> **Exercise**:
Please swap "rock face" for "cliff" in the rows below and reproduce them with everything else unchanged.

= = =

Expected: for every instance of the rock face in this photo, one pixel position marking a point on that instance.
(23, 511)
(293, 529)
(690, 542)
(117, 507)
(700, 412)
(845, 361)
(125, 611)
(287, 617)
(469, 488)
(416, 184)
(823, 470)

= = =

> **Task response**:
Expected: for every instance of the cliff in this photo, one pixel position marking a point on that instance.
(23, 511)
(293, 529)
(690, 542)
(117, 507)
(700, 412)
(845, 361)
(125, 611)
(287, 617)
(469, 488)
(416, 184)
(823, 470)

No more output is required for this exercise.